▶ [EXCERPT PROVIDED]
◇ ◇ ◇ ◇
Adam Lisagor: The Video Guru
One of the fascinating Angelenos featured in L.A. Weekly's People 2012 issue. Check out our entire People 2012 issue here.
If you've been to the website of a buzzy new tech startup in the last few years -- Groupon, Airbnb, Square -- chances are you've seen the work of Adam Lisagor. Not just his short videos, which are passed around the Internet to promote and teach you how to use these products, but also Lisagor himself, the 34-year-old creative director who stars in them. He's the guy in the thick-rimmed glasses and frizzy beard, an uber-accessible Everyman who walks you through a complicated idea with refreshingly deadpan yet thoroughly earnest delivery.
"The purpose of the videos is to make the information exciting," he says. The result is somewhere between a Michel Gondry movie and an OK Go music video: highly visual, rich with metaphor, giddily clever.
A video for a new app called Mixel, for example, features a multicultural cast sitting on a brownstone stoop, building and sharing iPad collages, as their primary-colored creations interact in the air over their heads.
It often looks a lot like good children's television -- which he takes as a compliment. "What is Sesame Street if not simple but respectful of kids' intelligence?" he asks.
◇ ◇ ◇ ◇
[Natural-language object grounding data]

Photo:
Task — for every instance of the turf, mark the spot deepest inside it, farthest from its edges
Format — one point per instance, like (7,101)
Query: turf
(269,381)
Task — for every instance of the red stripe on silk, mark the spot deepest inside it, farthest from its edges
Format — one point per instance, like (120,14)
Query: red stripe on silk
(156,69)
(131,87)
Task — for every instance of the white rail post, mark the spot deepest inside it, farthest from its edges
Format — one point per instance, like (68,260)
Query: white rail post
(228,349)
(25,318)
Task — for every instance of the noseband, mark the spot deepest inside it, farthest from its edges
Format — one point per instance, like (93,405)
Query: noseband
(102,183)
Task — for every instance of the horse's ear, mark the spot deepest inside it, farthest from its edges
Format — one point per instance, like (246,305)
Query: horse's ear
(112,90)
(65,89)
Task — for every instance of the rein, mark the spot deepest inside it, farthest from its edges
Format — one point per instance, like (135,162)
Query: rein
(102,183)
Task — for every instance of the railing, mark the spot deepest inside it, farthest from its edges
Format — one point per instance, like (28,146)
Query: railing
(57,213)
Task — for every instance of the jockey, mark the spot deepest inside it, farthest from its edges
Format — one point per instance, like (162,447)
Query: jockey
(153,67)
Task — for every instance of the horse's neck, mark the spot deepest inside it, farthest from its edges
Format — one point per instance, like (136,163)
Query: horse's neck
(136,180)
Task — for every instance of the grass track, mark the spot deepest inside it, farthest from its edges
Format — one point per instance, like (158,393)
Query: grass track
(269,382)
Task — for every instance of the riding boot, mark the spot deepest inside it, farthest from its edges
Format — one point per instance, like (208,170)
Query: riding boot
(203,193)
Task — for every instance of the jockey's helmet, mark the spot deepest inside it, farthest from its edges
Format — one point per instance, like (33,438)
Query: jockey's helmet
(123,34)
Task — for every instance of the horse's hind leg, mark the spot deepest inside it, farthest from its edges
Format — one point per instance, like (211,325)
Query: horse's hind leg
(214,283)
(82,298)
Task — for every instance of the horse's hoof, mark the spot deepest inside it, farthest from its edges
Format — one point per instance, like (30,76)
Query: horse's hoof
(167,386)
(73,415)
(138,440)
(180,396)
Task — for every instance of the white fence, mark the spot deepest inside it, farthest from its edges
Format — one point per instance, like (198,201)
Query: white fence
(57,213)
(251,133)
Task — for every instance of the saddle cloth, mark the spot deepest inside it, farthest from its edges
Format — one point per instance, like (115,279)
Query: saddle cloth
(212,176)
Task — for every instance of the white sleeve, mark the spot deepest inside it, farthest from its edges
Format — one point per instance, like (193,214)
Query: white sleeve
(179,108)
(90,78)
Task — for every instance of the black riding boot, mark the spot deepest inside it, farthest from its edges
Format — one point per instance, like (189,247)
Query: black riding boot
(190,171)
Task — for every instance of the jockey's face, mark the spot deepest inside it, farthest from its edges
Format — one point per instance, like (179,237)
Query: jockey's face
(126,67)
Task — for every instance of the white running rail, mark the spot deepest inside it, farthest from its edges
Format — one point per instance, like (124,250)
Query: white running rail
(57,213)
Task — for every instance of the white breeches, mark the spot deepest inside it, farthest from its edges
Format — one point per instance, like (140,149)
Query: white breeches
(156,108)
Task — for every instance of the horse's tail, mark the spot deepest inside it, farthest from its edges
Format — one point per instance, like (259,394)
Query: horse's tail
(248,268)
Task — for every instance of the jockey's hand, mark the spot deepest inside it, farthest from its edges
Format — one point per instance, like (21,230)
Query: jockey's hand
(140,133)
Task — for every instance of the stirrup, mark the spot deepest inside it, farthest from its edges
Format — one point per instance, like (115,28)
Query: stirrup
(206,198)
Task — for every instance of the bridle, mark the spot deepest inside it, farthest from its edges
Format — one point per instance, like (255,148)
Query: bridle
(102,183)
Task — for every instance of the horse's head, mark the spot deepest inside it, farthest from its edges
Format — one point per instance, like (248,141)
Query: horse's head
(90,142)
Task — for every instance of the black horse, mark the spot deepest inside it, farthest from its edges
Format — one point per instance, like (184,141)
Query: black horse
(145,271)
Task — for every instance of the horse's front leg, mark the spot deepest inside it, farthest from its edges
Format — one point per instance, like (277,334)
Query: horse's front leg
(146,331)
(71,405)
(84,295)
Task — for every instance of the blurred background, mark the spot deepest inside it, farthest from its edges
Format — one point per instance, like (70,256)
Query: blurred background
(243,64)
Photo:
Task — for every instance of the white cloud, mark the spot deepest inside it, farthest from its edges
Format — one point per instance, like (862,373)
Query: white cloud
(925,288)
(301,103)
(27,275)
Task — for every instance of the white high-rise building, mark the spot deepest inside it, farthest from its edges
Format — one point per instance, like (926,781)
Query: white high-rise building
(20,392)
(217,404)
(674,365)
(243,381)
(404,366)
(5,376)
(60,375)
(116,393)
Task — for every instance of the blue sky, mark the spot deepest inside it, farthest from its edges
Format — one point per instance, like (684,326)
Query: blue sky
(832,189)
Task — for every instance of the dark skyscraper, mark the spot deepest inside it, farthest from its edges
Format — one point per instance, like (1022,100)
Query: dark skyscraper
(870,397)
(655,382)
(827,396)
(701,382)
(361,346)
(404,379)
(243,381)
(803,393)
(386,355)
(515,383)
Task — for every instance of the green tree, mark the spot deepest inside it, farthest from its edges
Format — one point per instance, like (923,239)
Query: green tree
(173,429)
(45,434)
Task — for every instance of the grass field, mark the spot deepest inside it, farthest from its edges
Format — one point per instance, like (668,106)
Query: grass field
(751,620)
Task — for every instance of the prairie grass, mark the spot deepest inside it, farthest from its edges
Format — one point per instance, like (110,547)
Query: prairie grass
◇ ◇ ◇ ◇
▶ [TASKS TO PERFORM]
a – Using the profile of Adam Lisagor, explain why he takes the comparison of his videos to children's television as a compliment.
b – According to the profile of Adam Lisagor, what does Lisagor say is the purpose of his videos?
The records have nothing to do with the profile of Adam Lisagor.

▶ [SOLUTIONS TO EACH TASK]
a – He points to Sesame Street as a model of something simple but still respectful of kids' intelligence. So the resemblance means his videos are simple without talking down to viewers.

b – The purpose is to make the information exciting.